### RECORDS SUPPLIED
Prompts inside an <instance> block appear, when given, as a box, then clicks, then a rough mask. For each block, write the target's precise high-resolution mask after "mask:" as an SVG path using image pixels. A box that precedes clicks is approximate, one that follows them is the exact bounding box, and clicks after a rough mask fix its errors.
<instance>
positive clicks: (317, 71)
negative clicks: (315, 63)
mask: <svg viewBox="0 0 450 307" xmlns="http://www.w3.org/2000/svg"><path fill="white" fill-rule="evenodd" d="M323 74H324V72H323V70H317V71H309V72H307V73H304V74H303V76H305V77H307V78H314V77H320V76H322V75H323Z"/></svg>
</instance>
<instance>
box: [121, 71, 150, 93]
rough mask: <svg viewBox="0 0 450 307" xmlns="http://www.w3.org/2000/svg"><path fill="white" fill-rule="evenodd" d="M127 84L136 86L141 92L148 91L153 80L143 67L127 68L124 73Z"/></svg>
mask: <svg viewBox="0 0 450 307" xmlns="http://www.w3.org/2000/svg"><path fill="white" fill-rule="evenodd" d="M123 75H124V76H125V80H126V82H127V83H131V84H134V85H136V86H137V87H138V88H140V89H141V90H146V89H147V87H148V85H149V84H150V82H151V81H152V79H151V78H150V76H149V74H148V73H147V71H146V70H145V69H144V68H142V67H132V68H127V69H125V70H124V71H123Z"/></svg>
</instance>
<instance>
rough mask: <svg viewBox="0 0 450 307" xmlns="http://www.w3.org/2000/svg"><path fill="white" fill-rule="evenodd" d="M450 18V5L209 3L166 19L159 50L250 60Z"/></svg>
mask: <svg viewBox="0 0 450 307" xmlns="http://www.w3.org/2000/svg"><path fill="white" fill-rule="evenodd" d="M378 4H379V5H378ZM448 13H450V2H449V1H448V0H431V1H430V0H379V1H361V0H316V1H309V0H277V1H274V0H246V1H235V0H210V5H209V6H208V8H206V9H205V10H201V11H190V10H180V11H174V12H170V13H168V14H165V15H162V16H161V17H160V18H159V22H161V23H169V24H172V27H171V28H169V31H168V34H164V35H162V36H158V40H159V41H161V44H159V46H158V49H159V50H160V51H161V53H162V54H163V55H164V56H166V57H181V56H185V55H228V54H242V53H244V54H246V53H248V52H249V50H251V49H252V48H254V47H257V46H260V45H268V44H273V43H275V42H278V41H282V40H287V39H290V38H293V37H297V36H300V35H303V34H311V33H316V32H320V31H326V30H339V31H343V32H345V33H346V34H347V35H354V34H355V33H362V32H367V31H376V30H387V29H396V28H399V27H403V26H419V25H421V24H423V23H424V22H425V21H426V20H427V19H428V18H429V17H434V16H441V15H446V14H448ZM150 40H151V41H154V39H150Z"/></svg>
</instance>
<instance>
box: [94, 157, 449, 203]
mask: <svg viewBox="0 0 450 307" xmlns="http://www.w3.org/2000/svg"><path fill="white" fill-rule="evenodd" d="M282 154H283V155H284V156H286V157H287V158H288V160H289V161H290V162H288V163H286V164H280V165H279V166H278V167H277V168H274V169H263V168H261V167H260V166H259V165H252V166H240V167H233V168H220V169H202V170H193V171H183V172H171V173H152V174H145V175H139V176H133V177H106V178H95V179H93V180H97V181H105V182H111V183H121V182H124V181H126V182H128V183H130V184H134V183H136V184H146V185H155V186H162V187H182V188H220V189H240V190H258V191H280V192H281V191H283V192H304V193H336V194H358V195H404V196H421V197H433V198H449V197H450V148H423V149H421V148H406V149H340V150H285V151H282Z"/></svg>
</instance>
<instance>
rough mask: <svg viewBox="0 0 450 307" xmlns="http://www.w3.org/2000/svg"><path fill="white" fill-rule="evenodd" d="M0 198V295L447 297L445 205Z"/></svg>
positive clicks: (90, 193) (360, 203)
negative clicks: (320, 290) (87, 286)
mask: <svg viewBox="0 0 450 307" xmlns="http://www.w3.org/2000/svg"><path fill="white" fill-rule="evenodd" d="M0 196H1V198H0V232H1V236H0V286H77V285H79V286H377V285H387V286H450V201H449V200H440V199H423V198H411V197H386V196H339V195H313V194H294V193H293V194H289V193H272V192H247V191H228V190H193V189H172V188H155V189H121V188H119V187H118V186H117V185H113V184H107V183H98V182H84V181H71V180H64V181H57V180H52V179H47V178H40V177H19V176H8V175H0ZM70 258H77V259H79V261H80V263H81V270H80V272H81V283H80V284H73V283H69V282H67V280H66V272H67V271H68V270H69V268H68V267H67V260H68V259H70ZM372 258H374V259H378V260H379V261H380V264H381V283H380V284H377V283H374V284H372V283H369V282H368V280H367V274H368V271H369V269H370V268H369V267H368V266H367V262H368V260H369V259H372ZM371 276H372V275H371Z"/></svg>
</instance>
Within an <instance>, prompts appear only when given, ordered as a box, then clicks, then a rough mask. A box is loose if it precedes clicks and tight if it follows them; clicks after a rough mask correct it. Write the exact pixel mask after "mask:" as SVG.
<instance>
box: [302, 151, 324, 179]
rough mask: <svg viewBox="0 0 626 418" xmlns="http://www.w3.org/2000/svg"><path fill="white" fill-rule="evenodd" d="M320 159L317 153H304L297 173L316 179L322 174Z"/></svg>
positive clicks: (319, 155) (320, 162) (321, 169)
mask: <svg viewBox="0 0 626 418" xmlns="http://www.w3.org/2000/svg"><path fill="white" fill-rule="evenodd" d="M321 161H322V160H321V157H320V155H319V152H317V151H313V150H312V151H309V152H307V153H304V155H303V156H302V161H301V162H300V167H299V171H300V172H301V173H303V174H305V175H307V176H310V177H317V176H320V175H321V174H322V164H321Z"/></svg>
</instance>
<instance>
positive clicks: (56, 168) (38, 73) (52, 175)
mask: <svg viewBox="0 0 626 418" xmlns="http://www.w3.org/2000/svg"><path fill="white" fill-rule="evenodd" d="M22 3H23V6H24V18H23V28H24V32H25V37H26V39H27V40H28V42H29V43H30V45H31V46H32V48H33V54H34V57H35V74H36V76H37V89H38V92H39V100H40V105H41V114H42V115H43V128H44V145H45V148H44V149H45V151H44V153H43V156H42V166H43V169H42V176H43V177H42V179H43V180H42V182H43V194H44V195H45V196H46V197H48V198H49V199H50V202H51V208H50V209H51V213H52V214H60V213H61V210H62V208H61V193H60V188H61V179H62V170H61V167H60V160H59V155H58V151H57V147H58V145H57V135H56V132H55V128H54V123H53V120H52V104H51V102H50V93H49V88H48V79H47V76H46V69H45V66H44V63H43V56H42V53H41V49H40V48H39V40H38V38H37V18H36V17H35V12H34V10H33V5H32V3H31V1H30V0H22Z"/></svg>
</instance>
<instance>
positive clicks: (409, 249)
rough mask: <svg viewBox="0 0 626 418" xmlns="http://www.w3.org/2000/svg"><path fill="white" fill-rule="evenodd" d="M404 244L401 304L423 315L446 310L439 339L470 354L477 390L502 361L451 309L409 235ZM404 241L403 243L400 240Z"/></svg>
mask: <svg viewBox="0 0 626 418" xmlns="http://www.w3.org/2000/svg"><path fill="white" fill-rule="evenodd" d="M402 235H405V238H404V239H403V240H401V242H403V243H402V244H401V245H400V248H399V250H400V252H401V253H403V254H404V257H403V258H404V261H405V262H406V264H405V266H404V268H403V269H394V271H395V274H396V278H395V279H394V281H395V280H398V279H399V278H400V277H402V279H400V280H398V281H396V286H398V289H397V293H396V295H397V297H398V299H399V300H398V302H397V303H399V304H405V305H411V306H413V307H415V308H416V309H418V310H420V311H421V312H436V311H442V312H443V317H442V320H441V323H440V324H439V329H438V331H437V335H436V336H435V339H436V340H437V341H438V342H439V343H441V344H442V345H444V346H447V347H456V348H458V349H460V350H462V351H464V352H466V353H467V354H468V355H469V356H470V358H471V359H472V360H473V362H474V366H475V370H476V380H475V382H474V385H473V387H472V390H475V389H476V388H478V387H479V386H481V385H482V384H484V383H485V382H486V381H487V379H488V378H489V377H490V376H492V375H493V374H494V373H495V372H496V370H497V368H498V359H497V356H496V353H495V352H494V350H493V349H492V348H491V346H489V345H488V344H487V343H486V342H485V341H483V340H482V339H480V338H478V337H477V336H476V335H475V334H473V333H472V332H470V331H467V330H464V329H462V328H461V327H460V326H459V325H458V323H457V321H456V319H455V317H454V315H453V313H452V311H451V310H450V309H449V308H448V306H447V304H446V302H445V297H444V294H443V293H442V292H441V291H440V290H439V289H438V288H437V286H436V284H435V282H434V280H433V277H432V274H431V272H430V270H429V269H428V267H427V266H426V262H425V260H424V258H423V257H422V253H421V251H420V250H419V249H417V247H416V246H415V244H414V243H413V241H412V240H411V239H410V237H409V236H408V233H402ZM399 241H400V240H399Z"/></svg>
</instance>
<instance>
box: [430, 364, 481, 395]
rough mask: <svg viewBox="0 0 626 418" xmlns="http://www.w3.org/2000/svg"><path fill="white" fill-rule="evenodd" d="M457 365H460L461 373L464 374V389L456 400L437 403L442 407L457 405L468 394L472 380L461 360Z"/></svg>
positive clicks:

### TASK ITEM
Look through the lines above and collect those with the word "appear".

### RESULT OF THIS EXERCISE
Prompts inside an <instance> block appear, when given, as a box, then clicks, then a rough mask. For each block, write the target's precise high-resolution mask after "mask:" as an SVG path using image pixels. A box that precedes clicks is approximate, one that follows them is the exact bounding box, and clicks after a rough mask fix its errors.
Within an <instance>, prompts appear only when given, ordered as a box, then clicks, then a rough mask. A box is loose if it precedes clicks and tight if it follows them; clicks after a rough mask correct it. Write the exact pixel mask after "mask:" as SVG.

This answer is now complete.